> [SUPPLIED ENTRIES]:
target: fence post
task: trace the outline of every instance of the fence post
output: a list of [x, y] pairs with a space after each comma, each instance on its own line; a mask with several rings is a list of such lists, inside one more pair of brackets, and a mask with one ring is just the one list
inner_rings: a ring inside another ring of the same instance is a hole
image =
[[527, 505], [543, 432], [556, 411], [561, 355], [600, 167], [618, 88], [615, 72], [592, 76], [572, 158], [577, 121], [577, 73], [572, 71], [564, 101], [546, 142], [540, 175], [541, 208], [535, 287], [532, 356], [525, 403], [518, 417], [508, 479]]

> [AIM]: Reproduce every line of the records above verbatim, changing nothing.

> [OUTPUT OF THE EXERCISE]:
target: fence post
task: trace the outline of every instance of the fence post
output: a list of [x, y] pairs with a space after each comma, each instance on its own line; a mask with several rings is a list of such lists, inside one more pair of brackets, and a mask with one ring is just the one list
inner_rings: a ring inside another ring of the same instance is a hole
image =
[[527, 505], [543, 432], [556, 411], [561, 355], [600, 167], [618, 88], [615, 72], [592, 76], [572, 158], [577, 121], [577, 73], [572, 71], [564, 101], [546, 142], [540, 175], [541, 208], [535, 287], [532, 356], [525, 403], [518, 417], [508, 479]]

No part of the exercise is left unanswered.